El cielo del Padre incluye a todos sus hijos
Paz y bien en el Señor Jesús y en su Santísima Madre!
Una de las señales típicas de un corazón cristiano es el deseo de inclusión, el deseo de estar finalmente en comunión con cuanta más gente mejor, el anhelo de tener a todos contigo en el cielo sin exigir que lleguen a ser idénticos a ti para llegar allá. Lamentablemente, sentimos con frecuencia la tendencia a la actitud opuesta, aunque nos cueste admitirlo.
Nos gusta tener un concepto de nosotros mismos como de gente de buen corazón, de gran compasión y que intenta amar como Jesús, pero, por dentro de nuestras actitudes y de nuestras acciones, se esconde con demasiada fuerza esto: Nuestro amor, nuestra verdad y nuestro culto se basan con frecuencia, de modo inconsciente, en declararnos santos y justos declarando a los demás pecadores. «Solamente puedo ser bueno, si algún otro es malo». «Solamente puedo tener razón, si algún otro está errado». «Mi dogma personal solamente puede ser verdadero, si el de algún otro es falso». «Mi religión solamente puede ser la correcta, si la de algún otro es errónea». «Solamente puede ser válida mi Eucaristía, si la de algún otro es inválida.» «Yo puedo estar en el cielo solamente si algún otro está en el infierno«.

TAREA ASIGNADA 1 → Reproduzca la parte del fragmento sobre el cielo del Padre que comienza con las palabras que contienen "Una de las señales" y termina con "nos cueste admitirlo.", cambiando "cielo" por "paraíso".

DATOS PROPORCIONADOS →
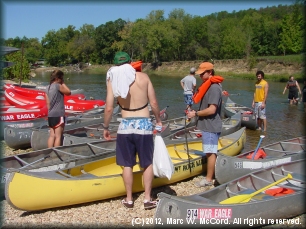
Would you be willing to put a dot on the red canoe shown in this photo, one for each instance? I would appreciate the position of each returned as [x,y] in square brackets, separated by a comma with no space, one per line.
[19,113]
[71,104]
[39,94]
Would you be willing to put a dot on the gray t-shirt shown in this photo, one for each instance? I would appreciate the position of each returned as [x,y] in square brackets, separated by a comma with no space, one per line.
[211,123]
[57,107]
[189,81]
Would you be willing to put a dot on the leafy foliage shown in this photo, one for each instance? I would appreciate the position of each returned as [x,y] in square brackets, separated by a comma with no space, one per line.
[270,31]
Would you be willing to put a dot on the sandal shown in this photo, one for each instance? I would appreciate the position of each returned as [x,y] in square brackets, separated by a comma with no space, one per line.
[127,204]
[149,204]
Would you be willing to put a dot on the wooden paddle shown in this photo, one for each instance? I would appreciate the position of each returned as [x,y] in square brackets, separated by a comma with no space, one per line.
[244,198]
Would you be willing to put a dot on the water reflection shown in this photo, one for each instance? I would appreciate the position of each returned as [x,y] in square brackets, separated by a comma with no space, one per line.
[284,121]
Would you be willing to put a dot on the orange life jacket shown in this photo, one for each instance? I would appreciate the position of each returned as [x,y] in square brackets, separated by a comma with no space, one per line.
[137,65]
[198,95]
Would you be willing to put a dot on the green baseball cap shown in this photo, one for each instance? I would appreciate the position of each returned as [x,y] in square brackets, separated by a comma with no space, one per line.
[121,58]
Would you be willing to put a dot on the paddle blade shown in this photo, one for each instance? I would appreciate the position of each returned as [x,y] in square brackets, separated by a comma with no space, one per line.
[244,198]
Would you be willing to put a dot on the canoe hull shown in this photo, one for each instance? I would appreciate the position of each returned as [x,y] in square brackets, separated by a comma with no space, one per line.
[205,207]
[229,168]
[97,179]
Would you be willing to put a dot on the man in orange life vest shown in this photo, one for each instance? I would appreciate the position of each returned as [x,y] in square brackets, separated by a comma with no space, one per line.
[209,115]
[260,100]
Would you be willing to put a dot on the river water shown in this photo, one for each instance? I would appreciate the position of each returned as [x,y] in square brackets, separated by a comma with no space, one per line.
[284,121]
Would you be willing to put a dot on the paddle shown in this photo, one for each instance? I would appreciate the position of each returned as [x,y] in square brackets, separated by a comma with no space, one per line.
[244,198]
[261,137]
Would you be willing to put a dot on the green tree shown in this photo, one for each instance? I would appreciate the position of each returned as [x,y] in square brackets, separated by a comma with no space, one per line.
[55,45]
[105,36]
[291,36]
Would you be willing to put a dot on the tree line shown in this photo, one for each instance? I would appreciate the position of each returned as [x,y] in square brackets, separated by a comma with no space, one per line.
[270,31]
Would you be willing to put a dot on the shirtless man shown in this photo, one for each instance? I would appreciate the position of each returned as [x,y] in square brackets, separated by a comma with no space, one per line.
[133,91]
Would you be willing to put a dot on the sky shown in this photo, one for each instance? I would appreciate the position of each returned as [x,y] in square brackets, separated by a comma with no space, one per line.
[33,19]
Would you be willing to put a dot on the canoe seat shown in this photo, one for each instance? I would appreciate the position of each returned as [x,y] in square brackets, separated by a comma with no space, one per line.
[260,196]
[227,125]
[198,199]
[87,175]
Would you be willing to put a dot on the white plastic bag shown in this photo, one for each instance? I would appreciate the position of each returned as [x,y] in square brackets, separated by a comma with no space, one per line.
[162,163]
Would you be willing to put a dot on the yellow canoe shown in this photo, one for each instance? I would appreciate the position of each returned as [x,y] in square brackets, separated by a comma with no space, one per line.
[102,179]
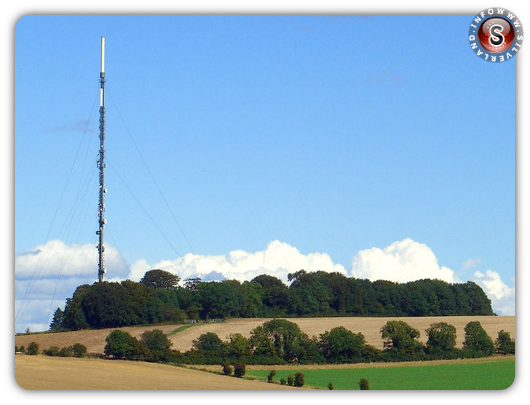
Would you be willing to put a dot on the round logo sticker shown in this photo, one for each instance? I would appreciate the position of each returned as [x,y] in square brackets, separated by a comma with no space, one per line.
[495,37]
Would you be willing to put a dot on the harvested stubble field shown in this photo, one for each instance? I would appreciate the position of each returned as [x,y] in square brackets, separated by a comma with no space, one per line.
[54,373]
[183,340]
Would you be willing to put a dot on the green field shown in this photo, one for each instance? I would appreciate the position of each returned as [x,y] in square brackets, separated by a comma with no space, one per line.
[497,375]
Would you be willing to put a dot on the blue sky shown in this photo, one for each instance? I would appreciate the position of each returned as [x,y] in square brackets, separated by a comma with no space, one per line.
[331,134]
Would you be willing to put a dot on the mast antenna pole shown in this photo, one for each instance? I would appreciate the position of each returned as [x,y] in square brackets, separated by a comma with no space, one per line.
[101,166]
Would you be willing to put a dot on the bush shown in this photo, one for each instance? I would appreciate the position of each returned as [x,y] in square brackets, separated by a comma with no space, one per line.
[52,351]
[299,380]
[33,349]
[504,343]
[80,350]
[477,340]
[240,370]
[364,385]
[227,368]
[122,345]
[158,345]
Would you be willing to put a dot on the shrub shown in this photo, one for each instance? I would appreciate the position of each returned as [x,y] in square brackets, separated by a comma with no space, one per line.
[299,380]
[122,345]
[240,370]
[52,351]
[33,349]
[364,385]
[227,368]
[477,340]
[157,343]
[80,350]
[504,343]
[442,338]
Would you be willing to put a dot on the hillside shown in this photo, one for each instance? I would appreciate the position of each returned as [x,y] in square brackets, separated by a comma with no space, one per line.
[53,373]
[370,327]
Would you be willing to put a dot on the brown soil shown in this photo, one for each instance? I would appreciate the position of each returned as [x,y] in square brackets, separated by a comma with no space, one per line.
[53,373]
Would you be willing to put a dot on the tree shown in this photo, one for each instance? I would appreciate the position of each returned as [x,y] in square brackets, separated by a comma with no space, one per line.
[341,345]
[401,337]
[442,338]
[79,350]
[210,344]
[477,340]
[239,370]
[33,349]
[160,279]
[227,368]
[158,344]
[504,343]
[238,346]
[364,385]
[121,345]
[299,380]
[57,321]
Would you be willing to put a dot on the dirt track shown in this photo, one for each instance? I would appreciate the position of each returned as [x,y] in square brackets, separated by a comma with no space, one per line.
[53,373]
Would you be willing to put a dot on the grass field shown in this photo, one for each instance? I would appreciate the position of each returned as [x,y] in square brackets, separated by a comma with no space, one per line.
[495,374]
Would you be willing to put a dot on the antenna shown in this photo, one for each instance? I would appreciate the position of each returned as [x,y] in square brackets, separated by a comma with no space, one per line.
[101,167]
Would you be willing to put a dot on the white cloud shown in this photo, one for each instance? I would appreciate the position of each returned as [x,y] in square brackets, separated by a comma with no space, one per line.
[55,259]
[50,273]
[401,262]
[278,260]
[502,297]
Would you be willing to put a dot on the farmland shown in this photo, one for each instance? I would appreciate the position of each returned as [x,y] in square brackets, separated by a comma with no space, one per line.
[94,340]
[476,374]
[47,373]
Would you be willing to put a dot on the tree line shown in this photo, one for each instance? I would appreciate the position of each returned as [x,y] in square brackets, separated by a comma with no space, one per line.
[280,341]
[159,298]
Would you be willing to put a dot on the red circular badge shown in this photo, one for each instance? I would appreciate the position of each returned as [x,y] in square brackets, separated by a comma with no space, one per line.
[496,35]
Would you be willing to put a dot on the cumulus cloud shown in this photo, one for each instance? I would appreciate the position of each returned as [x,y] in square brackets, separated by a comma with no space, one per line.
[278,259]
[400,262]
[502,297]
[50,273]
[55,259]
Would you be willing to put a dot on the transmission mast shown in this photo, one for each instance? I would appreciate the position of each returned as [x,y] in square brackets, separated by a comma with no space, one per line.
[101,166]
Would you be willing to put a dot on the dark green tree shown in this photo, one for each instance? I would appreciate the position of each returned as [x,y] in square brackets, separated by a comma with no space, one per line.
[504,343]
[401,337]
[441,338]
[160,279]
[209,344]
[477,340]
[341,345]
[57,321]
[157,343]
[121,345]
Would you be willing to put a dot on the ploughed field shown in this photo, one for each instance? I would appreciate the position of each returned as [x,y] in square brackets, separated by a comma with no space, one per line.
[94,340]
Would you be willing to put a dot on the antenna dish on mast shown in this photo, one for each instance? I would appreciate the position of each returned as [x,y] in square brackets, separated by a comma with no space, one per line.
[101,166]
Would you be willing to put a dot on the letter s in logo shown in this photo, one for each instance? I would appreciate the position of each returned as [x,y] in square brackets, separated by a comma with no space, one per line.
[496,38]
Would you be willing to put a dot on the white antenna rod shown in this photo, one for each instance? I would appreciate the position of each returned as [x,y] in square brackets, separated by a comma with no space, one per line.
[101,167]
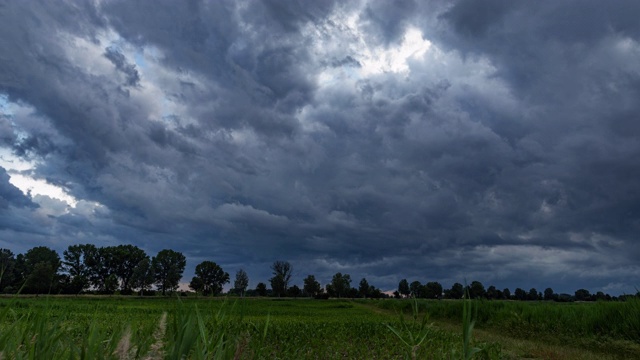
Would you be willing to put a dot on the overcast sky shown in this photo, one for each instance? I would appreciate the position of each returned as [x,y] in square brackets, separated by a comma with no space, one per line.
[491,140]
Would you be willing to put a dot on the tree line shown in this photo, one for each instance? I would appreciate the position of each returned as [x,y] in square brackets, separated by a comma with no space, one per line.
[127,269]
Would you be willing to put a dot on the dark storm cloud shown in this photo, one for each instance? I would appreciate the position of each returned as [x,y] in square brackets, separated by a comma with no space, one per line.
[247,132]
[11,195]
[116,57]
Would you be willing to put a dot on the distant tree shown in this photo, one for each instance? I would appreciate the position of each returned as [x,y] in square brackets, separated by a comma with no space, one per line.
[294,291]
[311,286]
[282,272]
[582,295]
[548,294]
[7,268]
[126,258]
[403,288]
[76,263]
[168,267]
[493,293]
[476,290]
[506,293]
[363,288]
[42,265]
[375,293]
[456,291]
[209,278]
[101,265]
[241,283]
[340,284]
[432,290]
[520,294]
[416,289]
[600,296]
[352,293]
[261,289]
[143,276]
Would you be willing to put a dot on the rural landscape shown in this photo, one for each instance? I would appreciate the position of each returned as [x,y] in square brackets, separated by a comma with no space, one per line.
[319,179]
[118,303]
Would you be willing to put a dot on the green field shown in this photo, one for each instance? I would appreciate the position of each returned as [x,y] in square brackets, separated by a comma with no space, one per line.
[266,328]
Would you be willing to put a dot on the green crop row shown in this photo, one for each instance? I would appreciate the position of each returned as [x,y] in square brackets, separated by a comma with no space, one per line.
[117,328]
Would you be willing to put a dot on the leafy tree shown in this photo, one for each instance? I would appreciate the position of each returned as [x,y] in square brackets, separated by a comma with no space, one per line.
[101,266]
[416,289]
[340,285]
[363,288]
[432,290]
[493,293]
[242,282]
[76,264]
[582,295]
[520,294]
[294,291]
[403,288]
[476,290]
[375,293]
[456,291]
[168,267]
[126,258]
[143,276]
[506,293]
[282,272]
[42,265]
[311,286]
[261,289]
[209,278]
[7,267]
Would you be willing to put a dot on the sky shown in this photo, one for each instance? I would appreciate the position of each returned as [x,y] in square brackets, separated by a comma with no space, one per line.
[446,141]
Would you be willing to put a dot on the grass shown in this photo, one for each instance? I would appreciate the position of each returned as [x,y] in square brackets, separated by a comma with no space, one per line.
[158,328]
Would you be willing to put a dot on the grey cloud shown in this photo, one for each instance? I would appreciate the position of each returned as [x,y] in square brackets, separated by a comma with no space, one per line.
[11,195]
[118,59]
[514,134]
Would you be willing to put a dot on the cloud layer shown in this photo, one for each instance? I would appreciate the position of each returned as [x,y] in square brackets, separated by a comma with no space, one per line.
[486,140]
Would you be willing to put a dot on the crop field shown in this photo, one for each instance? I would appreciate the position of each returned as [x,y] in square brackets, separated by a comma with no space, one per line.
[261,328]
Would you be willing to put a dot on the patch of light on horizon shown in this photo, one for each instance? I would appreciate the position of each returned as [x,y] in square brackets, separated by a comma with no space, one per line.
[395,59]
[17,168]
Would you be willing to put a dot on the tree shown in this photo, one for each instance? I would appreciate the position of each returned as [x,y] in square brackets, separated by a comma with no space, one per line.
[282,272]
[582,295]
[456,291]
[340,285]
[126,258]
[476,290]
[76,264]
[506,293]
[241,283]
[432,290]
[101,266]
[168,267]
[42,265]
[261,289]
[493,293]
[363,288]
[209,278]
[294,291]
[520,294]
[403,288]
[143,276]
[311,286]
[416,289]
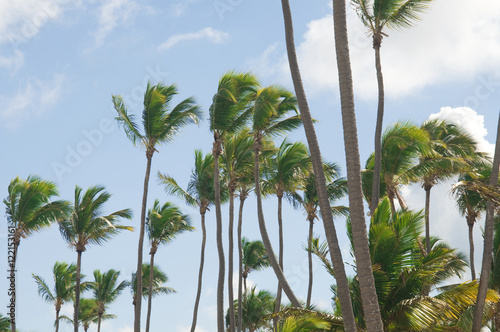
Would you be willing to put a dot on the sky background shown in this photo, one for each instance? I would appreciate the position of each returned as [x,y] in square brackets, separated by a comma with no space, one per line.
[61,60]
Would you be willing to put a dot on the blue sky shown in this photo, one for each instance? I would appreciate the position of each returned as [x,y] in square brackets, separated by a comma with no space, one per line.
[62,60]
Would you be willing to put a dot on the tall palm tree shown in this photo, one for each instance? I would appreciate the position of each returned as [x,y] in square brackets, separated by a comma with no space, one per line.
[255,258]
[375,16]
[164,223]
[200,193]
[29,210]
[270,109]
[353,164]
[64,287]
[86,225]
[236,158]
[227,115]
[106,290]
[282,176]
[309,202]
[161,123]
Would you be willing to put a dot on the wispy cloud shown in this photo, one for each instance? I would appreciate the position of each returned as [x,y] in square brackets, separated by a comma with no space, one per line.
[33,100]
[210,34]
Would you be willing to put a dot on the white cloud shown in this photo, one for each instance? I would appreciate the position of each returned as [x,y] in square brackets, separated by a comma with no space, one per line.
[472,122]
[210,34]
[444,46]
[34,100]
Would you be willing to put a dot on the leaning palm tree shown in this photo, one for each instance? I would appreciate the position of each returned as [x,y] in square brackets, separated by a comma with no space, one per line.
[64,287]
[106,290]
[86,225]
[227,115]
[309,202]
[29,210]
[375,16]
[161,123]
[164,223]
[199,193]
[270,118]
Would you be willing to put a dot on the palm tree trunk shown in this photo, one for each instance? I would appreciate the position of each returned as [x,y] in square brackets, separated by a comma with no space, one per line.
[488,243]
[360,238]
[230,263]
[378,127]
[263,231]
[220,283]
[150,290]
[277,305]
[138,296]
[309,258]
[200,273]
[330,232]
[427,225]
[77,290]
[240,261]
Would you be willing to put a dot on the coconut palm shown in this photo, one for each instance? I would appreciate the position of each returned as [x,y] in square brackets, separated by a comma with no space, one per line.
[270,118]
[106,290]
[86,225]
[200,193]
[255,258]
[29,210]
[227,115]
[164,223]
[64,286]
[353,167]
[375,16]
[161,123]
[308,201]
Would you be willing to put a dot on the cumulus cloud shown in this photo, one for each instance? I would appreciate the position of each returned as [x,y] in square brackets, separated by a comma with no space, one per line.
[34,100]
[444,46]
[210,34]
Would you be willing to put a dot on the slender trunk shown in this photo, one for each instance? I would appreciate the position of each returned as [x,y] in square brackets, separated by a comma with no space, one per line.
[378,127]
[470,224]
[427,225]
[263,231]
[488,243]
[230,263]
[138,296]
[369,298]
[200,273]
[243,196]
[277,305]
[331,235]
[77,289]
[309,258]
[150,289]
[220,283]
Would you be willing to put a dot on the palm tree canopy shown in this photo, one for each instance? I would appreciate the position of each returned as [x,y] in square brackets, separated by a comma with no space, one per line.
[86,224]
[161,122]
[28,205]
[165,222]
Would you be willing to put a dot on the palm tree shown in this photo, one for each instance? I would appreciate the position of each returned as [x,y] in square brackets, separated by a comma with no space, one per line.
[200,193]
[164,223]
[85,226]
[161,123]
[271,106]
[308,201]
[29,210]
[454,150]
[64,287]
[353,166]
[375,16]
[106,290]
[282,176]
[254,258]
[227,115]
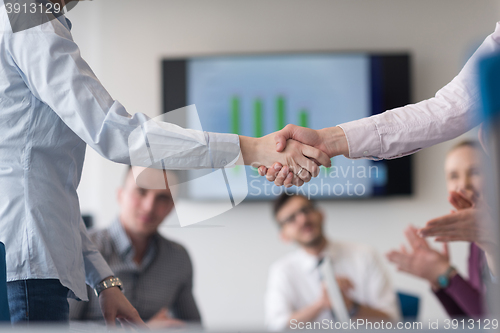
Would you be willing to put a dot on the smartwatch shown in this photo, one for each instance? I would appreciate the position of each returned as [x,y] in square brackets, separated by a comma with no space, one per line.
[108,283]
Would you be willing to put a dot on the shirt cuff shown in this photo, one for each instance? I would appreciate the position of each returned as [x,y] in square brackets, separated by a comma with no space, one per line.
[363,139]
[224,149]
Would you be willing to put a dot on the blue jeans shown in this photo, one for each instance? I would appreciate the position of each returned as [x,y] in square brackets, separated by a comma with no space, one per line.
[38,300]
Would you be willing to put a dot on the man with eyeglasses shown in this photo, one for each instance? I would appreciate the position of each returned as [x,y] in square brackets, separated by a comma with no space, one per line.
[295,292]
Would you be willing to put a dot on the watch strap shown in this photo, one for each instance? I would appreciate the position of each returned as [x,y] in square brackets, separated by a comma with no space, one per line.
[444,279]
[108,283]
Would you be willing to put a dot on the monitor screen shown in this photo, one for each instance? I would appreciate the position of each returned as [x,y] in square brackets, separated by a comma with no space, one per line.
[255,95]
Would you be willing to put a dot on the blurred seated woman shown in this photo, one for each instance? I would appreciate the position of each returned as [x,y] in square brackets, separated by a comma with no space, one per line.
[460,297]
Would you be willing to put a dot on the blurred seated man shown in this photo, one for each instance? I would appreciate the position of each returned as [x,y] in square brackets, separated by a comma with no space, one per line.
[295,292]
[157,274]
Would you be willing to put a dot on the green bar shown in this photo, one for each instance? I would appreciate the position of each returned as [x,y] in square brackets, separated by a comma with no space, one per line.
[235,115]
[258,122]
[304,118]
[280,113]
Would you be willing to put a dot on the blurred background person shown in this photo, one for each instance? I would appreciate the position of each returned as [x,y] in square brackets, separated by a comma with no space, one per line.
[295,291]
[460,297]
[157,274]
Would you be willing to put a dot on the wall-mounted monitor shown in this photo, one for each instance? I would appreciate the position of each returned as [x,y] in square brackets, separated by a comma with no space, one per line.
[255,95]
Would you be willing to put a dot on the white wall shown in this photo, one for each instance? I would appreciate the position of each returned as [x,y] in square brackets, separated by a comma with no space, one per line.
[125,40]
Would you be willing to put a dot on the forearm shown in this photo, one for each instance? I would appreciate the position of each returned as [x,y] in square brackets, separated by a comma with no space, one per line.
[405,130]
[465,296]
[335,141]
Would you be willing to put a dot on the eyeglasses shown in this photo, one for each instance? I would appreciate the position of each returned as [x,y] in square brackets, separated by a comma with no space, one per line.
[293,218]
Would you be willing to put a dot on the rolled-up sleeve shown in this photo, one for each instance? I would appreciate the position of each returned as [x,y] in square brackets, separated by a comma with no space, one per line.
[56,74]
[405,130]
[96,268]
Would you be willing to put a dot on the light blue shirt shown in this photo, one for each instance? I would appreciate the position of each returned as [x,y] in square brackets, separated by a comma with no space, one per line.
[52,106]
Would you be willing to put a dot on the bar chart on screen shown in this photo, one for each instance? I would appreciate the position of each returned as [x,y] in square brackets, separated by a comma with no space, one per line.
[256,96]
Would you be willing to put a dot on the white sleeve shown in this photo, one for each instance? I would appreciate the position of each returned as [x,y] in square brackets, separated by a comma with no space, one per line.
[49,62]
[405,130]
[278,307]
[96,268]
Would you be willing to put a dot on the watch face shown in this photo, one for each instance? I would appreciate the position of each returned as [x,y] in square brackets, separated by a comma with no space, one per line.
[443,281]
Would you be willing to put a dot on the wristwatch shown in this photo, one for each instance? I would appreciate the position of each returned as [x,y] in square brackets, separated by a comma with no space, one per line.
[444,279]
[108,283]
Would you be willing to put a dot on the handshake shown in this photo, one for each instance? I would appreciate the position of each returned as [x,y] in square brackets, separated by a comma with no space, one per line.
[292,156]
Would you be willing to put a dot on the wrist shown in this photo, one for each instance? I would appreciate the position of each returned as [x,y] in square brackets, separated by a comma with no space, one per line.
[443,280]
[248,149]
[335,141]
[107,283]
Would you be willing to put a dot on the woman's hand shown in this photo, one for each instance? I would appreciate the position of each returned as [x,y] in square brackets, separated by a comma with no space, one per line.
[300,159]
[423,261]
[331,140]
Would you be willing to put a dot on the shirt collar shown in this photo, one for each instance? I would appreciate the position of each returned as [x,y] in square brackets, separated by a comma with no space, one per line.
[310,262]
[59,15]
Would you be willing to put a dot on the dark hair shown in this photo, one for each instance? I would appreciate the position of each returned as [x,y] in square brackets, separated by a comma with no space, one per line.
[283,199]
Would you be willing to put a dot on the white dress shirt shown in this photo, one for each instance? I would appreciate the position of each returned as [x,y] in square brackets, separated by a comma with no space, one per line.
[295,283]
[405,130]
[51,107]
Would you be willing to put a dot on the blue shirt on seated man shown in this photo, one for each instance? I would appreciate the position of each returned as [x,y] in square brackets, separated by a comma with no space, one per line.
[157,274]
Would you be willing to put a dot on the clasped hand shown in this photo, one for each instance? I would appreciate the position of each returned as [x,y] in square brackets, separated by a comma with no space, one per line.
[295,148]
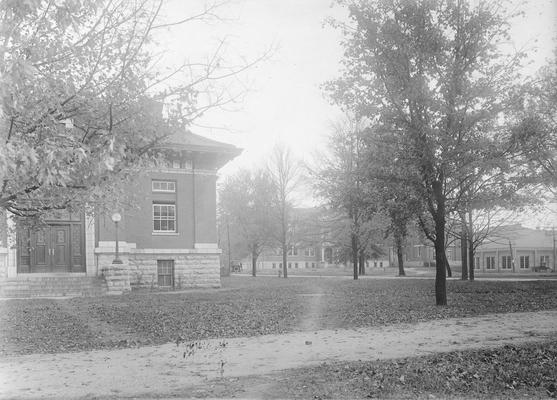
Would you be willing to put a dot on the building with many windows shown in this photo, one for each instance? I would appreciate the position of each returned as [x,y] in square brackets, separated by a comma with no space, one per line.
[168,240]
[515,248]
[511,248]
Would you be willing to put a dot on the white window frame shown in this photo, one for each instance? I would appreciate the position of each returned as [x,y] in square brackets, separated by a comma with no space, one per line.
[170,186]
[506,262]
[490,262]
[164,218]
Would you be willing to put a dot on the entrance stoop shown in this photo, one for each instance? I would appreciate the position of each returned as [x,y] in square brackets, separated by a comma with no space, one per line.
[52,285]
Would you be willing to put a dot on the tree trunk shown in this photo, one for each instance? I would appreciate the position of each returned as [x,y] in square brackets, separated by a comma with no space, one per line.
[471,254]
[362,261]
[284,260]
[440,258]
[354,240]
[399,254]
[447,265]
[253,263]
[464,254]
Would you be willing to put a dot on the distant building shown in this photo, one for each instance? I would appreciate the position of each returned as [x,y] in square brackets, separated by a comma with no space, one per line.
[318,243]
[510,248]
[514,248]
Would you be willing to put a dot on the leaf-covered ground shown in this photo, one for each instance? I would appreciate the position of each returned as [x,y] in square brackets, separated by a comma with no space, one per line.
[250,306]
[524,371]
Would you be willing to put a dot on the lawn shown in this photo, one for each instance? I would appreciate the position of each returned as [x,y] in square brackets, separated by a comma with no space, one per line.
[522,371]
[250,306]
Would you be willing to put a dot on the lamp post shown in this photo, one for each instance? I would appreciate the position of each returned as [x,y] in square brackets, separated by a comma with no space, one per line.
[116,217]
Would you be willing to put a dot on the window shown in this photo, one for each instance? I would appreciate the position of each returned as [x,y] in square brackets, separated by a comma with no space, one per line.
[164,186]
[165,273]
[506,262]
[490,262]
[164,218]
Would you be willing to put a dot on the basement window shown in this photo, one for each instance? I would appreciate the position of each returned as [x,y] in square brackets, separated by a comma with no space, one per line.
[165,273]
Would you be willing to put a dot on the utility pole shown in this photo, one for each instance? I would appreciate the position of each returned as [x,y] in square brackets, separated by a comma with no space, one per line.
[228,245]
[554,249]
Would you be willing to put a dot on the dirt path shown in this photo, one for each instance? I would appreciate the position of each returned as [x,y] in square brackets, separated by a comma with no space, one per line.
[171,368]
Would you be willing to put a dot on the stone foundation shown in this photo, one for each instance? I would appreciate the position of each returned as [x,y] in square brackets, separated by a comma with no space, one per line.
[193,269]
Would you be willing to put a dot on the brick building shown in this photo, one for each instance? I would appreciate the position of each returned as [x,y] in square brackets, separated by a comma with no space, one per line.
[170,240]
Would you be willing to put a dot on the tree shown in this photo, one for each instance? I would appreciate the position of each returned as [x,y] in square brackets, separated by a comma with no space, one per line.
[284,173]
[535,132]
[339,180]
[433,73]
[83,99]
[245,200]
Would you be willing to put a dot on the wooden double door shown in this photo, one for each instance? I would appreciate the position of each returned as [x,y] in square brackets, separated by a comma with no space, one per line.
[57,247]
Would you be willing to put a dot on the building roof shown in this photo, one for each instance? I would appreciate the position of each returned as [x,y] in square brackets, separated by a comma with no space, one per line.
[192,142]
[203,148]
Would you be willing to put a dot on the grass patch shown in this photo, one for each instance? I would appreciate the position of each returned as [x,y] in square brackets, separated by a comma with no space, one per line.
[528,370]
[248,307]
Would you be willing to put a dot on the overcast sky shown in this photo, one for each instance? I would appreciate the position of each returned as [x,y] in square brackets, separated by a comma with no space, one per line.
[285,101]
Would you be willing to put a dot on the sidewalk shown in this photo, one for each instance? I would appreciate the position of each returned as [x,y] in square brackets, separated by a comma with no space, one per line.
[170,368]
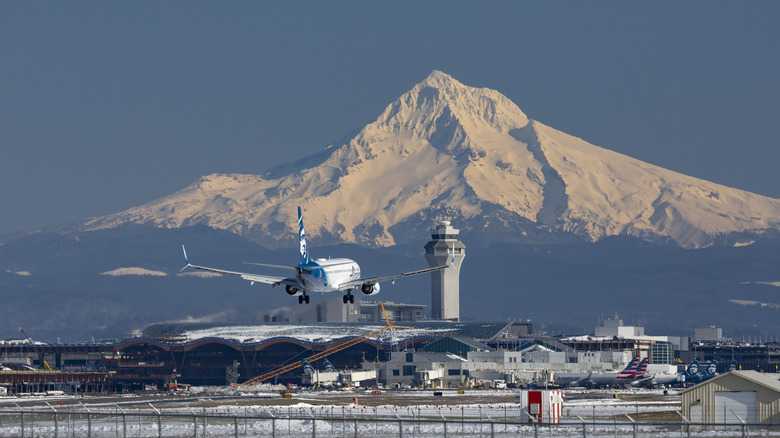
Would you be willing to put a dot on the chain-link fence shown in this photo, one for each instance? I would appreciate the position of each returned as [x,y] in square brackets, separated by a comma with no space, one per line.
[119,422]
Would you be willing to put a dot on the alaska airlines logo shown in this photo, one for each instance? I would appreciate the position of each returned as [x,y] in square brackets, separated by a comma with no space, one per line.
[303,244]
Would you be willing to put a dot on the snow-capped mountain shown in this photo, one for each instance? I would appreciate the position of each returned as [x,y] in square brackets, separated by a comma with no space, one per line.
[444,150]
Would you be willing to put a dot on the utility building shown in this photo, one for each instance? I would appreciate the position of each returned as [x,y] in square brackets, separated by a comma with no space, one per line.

TAREA ASIGNADA 2 → Transcriba todas las líneas de los registros que contengan la cadena "blurred", distinguiendo entre mayúsculas y minúsculas.

RESULTADO 1 →
Una de las señales típicas de un corazón cristiano es el deseo de inclusión, el deseo de estar finalmente en comunión con cuanta más gente mejor, el anhelo de tener a todos contigo en el paraíso sin exigir que lleguen a ser idénticos a ti para llegar allá. Lamentablemente, sentimos con frecuencia la tendencia a la actitud opuesta, aunque nos cueste admitirlo.

RESULTADO 2 →
Would you be willing to put a dot on the blurred seated woman shown in this photo, one for each instance? I would appreciate the position of each returned as [x,y] in square brackets, separated by a comma with no space, one per line.
Would you be willing to put a dot on the blurred seated man shown in this photo, one for each instance? I would appreciate the position of each returned as [x,y] in square brackets, separated by a comma with no space, one per line.
Would you be willing to put a dot on the blurred background person shown in this photo, one for each instance? I would appreciate the position of each returned as [x,y] in square brackets, separated by a comma with no space, one per line.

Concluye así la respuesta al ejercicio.